***** Items *****

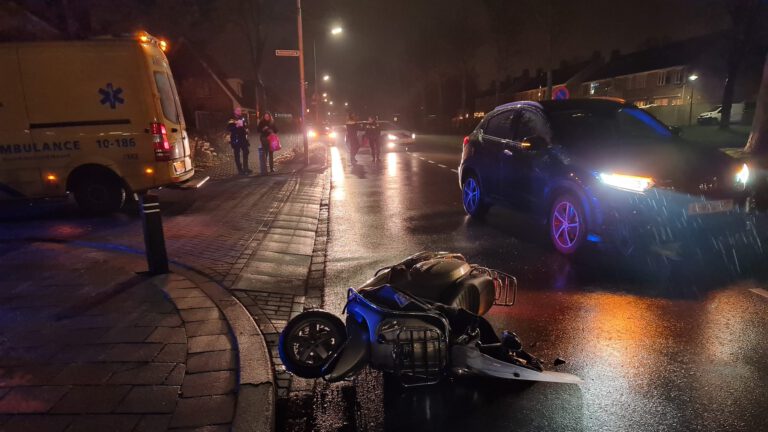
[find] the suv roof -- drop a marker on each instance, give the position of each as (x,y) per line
(568,104)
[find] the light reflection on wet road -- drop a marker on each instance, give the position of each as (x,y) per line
(654,356)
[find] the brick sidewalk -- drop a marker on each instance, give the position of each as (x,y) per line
(108,349)
(255,235)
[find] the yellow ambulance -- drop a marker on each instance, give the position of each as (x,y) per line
(99,119)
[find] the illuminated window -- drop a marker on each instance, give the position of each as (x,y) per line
(638,81)
(676,76)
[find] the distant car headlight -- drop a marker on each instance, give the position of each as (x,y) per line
(627,182)
(742,176)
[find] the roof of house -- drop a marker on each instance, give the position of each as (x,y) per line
(681,53)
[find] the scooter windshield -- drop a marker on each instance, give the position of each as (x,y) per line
(390,298)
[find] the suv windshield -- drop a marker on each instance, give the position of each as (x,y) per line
(625,125)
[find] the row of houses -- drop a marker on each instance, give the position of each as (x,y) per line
(675,81)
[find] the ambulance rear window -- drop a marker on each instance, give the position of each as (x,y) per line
(166,97)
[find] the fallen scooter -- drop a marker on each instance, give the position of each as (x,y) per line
(420,320)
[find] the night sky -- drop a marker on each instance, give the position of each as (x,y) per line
(375,62)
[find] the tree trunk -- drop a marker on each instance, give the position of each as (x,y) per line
(550,30)
(733,69)
(758,138)
(439,96)
(463,90)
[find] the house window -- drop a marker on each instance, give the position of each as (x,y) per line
(662,78)
(638,81)
(676,76)
(203,89)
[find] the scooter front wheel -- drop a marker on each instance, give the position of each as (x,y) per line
(308,342)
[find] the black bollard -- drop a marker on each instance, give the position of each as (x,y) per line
(154,239)
(262,162)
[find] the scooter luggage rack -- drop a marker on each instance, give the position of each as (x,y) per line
(420,356)
(505,286)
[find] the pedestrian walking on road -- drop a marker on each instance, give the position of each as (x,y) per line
(353,143)
(373,134)
(238,139)
(266,128)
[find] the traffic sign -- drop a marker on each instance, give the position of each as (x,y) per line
(561,93)
(287,53)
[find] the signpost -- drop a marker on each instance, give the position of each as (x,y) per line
(287,53)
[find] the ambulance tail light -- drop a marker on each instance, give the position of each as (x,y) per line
(163,148)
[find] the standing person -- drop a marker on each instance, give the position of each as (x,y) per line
(373,133)
(266,127)
(353,144)
(238,139)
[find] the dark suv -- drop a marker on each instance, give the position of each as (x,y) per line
(597,170)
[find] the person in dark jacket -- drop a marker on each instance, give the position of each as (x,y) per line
(373,133)
(267,127)
(353,143)
(238,139)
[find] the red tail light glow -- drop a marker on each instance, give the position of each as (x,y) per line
(163,148)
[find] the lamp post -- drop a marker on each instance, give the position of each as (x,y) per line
(691,79)
(302,82)
(335,32)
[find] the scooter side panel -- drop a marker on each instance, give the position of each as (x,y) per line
(353,356)
(467,360)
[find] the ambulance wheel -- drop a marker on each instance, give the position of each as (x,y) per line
(99,192)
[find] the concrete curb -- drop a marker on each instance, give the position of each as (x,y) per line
(255,410)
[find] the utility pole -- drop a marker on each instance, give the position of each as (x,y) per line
(302,87)
(316,95)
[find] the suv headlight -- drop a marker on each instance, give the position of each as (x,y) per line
(627,182)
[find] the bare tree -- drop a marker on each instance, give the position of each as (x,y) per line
(758,138)
(744,17)
(502,35)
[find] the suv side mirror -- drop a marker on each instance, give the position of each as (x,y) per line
(534,143)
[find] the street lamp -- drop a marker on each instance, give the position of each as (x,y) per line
(691,78)
(335,32)
(302,89)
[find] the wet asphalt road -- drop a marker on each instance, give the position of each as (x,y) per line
(679,352)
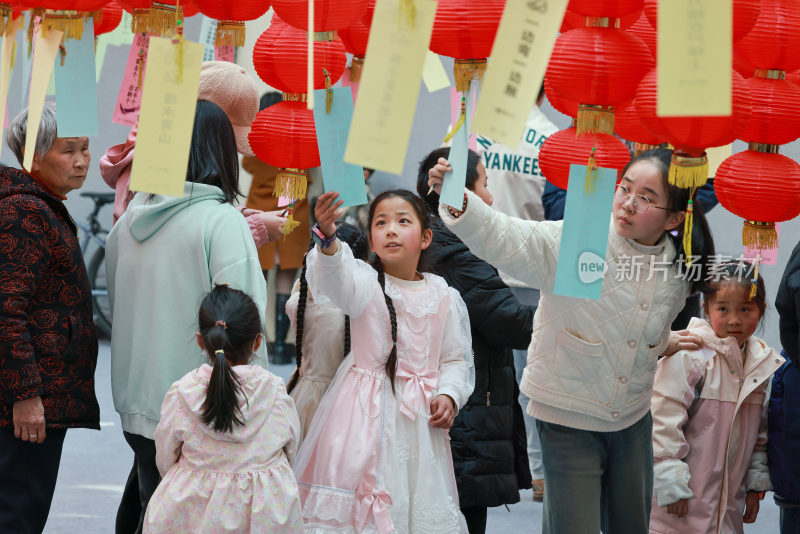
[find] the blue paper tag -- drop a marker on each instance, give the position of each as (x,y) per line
(584,238)
(76,89)
(452,192)
(333,129)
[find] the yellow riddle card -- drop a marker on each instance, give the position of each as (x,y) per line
(694,57)
(520,54)
(390,84)
(45,49)
(6,50)
(166,118)
(716,155)
(433,73)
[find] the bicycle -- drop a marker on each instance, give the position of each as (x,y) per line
(96,266)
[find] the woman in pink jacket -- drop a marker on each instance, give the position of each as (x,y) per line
(709,421)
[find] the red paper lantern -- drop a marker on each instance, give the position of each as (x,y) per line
(775,119)
(645,31)
(759,186)
(774,41)
(598,66)
(565,147)
(745,13)
(628,125)
(329,15)
(605,8)
(280,58)
(465,31)
(109,20)
(694,134)
(284,136)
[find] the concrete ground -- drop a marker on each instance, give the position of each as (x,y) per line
(95,465)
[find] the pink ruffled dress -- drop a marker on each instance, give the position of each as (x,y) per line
(239,481)
(371,461)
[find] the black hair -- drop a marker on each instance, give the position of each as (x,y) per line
(213,158)
(677,200)
(421,211)
(738,272)
(357,242)
(268,99)
(429,161)
(229,324)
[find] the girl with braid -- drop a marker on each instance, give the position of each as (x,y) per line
(376,457)
(323,335)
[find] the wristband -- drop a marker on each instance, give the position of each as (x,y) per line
(319,237)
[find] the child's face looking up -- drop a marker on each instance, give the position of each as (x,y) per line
(732,312)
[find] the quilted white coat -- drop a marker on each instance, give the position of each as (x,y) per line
(591,363)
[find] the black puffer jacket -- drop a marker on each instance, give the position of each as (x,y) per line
(488,438)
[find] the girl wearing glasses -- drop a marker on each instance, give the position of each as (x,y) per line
(591,363)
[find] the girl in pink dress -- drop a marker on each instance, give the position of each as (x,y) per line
(377,454)
(227,435)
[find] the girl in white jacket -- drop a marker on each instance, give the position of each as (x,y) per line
(591,362)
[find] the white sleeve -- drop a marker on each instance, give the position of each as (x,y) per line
(526,250)
(456,368)
(349,283)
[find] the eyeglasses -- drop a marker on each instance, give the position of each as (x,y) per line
(640,202)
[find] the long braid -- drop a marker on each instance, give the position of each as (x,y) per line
(301,312)
(391,362)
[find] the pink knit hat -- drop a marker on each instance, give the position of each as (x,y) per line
(230,87)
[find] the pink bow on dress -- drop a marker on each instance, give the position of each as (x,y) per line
(376,501)
(418,392)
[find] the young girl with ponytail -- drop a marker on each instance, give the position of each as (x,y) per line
(377,456)
(322,335)
(227,434)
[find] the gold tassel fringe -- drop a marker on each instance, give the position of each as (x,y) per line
(688,172)
(467,70)
(460,122)
(595,119)
(291,183)
(591,174)
(356,66)
(230,33)
(163,19)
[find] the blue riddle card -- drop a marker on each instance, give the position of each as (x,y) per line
(582,257)
(333,129)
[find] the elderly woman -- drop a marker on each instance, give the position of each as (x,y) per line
(162,257)
(48,346)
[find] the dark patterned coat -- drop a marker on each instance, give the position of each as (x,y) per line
(48,345)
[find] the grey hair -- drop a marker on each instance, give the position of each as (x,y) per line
(18,128)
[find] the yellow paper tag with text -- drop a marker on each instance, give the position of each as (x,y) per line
(166,118)
(44,56)
(516,68)
(390,84)
(694,57)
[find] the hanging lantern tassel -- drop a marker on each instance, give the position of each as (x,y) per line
(230,33)
(688,224)
(688,172)
(467,70)
(461,119)
(291,183)
(290,223)
(591,174)
(595,119)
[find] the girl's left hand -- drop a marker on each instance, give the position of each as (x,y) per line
(751,506)
(443,411)
(682,340)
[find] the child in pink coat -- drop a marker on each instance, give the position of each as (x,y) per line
(227,435)
(709,418)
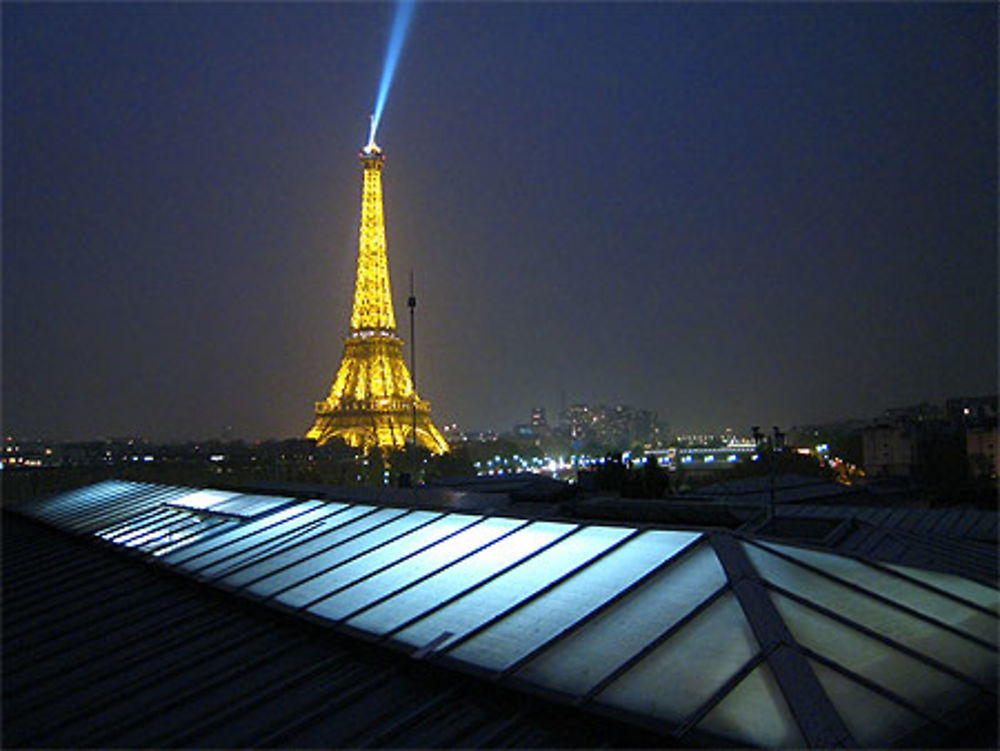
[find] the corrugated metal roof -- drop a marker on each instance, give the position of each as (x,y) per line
(103,650)
(699,636)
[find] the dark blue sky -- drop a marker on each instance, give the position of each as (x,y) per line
(732,214)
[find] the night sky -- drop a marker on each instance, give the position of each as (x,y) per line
(730,214)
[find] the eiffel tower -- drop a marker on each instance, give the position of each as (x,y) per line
(372,402)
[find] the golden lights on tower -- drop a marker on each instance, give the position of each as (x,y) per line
(372,402)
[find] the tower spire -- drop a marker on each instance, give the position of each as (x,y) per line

*****

Work required:
Swap "drop a marker" for "place a point" throughout the records, from the line that contains "[find] the yellow paper" through the end, and rewrite those lines with everything else unchanged. Leave out the picture lines.

Output for this exercise:
[find] the yellow paper tag with text -- place a point on each instance, give the position of each as (x,y) per line
(166,118)
(44,56)
(516,68)
(390,84)
(694,57)
[find] the hanging lantern tassel -- place a point on each instance, give the position of each as (x,y) per line
(230,33)
(688,224)
(688,172)
(467,70)
(461,119)
(291,183)
(290,223)
(591,174)
(595,119)
[find] the girl's left hand -- place a point on each instance, give the position of each as (x,y) per line
(751,506)
(443,411)
(682,340)
[find] the child in pink coat -- place a point on each instance, give the position of each as (x,y) per line
(227,435)
(709,418)
[find] the corrugated metal roof -- place a point on each instance, give the position of each as (x,y) per line
(103,650)
(699,636)
[find] the dark blue sky -- place a point on each instance, give the position of each as (x,y) per line
(732,214)
[find] the night sky -- place a point on each instance, give the position of each as (x,y) per line
(730,214)
[find] the eiffel tower -- place a point on each instance, give the position of each as (x,y) per line
(372,402)
[find] the golden lights on tower -- place a point on each instance, give the position of each as (x,y) per line
(372,402)
[find] the tower spire -- place a point on each instance, give the position of each as (x,y) per line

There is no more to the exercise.